**Exercise prompt**:
Write out the listing from the line containing "of the blue" through the end of the listing, switching "necktie" to "bow tie" and keeping everything else the same.

**Entries**:
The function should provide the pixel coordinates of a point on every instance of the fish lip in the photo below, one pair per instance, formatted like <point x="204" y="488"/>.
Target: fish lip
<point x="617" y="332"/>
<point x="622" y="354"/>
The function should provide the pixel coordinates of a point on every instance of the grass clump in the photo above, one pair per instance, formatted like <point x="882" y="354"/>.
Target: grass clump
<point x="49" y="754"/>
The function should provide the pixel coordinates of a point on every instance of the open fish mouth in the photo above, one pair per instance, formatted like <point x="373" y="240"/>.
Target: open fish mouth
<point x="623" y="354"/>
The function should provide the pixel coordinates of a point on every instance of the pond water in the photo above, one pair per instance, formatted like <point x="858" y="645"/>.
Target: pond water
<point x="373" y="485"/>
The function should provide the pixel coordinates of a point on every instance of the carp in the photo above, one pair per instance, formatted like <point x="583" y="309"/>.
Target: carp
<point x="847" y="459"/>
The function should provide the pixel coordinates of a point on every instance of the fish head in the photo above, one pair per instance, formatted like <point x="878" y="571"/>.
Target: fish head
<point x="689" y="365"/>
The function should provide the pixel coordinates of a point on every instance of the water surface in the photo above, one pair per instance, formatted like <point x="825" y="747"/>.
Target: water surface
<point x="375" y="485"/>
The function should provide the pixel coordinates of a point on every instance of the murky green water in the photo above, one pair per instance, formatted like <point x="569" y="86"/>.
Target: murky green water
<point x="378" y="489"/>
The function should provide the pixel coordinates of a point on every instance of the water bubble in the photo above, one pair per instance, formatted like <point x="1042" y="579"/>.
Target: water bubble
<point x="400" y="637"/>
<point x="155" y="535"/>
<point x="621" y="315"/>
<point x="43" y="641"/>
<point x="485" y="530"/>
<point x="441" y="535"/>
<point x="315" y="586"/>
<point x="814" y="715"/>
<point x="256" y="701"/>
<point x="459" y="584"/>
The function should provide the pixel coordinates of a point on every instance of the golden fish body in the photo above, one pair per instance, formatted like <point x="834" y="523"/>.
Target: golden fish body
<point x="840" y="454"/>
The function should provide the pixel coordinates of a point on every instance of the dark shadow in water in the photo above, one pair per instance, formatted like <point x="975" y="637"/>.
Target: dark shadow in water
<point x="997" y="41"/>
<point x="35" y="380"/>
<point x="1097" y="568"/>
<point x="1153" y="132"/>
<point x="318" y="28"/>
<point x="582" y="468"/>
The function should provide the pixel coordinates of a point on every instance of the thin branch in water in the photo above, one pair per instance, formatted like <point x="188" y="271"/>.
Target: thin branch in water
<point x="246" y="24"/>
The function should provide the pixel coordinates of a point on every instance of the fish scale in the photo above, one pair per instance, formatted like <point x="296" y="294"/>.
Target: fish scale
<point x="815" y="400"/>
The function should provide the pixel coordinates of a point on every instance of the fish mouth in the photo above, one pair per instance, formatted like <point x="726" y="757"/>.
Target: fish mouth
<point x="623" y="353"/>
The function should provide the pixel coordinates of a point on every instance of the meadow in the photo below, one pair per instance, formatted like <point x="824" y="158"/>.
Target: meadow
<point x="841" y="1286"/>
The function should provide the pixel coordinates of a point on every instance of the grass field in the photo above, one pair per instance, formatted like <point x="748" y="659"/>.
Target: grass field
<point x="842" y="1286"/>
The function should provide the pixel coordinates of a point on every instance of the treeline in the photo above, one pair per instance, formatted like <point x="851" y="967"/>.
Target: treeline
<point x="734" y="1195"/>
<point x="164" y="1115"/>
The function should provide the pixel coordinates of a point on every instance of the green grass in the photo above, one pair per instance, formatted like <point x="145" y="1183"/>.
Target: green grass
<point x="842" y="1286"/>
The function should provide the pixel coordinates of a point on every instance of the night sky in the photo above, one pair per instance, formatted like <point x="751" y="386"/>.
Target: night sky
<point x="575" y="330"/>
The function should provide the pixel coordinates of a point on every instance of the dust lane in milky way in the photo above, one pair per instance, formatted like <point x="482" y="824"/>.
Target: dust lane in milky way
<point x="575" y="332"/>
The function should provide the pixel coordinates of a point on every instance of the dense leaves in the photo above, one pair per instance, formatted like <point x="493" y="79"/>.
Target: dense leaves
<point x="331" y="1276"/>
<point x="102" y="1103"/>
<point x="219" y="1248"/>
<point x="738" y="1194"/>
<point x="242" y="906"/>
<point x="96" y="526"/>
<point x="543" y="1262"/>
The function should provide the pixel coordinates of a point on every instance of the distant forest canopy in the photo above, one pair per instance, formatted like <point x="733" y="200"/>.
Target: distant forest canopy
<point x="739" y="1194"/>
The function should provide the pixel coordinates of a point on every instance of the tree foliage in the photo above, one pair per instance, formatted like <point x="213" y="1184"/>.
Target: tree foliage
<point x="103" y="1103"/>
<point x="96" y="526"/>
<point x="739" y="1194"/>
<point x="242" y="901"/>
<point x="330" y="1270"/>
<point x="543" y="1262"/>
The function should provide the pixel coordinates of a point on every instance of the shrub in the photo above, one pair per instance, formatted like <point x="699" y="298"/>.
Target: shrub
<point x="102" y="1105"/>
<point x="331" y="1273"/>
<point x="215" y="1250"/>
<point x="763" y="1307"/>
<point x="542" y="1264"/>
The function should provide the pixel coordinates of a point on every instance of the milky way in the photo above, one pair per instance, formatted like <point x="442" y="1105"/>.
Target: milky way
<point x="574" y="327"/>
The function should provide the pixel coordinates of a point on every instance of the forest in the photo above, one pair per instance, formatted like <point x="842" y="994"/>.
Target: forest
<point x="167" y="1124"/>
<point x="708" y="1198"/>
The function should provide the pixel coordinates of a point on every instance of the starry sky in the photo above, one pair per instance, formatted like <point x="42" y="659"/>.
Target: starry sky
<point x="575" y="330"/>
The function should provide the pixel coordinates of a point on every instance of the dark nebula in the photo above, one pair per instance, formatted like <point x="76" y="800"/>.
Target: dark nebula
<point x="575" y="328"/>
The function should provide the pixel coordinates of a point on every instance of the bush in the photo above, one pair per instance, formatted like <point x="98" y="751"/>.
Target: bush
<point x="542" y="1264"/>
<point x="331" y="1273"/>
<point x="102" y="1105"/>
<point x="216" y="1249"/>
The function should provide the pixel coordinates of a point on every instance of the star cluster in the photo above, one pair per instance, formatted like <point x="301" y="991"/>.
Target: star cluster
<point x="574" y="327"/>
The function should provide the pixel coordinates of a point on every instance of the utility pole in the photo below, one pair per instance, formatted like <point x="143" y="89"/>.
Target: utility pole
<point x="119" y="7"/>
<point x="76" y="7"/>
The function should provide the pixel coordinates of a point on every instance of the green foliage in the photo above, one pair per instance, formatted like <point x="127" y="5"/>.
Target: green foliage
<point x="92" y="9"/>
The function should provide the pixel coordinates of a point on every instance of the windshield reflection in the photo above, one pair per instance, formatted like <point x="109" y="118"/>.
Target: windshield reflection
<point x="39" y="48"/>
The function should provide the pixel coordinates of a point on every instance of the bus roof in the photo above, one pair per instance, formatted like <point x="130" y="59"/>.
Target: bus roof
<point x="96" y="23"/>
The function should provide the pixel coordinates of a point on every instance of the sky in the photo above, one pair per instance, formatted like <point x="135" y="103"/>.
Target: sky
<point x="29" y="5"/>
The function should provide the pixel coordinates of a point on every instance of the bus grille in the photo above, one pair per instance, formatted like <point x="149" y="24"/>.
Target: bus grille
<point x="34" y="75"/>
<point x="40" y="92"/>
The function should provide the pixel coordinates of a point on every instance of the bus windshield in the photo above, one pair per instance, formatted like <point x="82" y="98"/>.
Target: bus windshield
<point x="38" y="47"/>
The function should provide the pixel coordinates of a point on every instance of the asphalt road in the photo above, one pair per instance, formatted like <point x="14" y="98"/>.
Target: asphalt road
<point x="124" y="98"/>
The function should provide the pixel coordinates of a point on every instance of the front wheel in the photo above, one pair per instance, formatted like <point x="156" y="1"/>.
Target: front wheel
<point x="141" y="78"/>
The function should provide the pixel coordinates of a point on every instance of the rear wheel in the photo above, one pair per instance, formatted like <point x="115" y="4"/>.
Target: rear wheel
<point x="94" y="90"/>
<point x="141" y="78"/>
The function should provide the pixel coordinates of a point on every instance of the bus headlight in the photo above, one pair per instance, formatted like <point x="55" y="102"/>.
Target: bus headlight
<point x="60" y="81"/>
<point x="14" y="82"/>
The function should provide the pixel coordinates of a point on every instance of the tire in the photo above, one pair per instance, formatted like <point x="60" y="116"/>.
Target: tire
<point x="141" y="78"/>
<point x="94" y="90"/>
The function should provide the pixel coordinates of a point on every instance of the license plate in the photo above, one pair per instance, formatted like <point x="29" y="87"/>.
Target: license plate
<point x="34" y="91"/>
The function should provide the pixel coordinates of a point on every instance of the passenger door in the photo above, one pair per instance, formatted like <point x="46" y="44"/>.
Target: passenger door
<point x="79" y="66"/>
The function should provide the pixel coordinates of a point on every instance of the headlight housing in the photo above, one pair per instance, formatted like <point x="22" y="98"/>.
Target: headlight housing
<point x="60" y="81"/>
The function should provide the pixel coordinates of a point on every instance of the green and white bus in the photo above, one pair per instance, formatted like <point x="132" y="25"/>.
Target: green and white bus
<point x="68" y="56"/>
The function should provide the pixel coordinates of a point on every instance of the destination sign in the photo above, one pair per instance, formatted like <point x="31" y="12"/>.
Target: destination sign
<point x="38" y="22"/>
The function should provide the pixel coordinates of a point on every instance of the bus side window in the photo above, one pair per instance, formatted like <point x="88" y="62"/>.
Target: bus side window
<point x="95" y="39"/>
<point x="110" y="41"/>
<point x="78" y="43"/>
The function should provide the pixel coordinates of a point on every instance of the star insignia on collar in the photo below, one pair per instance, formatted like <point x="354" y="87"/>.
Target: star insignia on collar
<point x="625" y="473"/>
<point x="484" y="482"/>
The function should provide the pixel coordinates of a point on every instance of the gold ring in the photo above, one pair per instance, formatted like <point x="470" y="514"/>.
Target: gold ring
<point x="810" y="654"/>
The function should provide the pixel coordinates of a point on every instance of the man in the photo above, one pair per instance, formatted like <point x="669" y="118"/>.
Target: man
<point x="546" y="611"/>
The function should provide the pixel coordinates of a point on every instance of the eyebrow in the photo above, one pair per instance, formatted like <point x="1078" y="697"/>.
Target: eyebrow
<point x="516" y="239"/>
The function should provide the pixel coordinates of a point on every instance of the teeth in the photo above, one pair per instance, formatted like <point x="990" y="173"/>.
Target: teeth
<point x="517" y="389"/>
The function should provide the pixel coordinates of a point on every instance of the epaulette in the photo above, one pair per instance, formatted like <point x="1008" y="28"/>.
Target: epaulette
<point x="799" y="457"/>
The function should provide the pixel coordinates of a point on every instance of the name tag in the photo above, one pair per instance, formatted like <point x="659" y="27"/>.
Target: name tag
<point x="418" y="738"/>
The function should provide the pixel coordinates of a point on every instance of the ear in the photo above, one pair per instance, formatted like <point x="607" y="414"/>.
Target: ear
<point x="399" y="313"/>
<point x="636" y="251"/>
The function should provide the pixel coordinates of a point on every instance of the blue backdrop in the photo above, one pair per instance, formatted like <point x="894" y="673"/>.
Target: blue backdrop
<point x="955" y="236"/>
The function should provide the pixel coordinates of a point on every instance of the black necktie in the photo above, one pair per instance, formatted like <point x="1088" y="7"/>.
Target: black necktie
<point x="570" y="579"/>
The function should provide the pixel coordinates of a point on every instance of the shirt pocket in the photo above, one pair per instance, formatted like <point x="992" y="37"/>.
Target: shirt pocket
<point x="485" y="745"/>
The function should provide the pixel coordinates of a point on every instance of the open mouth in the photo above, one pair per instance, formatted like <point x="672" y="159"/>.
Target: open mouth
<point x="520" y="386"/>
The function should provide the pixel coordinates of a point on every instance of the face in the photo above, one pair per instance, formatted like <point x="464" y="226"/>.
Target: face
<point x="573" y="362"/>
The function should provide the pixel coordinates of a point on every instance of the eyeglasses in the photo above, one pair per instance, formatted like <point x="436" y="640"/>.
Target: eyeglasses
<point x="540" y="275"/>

**Task response**:
The function should provide the pixel coordinates of a point on every instance of the blue backdrop in the photo above, one pair per instance, formatted like <point x="894" y="673"/>.
Target: blue backdrop
<point x="955" y="236"/>
The function should provide the pixel coordinates of a point on every instance of the black bow tie in the photo above, one pair per instance, formatted like <point x="1088" y="7"/>.
Target: black bow tie
<point x="570" y="579"/>
The function should provide the pixel coordinates of a point on every instance of the shirt pocket in the photo above, one pair per instance, formatted like <point x="992" y="37"/>.
Target: shirt pocket
<point x="485" y="745"/>
The function should provide the pixel coordinates of a point on every instance of the open mouth in the photo above, one pair per instance, formatted like <point x="672" y="159"/>.
Target: open mouth
<point x="520" y="386"/>
The function should provide the pixel coordinates of a point on every instance of the face in the photo above, one pair per instance, formatted like <point x="464" y="226"/>.
Target: face
<point x="573" y="362"/>
The function should provide the pixel coordinates of a point on every instance of the eyeglasses in the photo above, one pair per instance, formatted like <point x="436" y="640"/>.
Target: eyeglasses
<point x="540" y="275"/>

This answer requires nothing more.